:: Dataset records ::

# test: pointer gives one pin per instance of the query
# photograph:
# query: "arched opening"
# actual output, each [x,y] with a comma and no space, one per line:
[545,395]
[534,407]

:::

What you need to do:
Reproduce every line of the data above, requests included, with each coordinate in the answers multiplied by 0.75 and rounded to the nearest whole number, halves rounded up. Leave the numbers in the requests and their format samples unchanged.

Exercise result:
# test: pointer gives one pin per instance of the query
# photograph:
# query: "arched opening"
# actual output, each [x,y] with a comma and no space, one per line:
[409,296]
[401,305]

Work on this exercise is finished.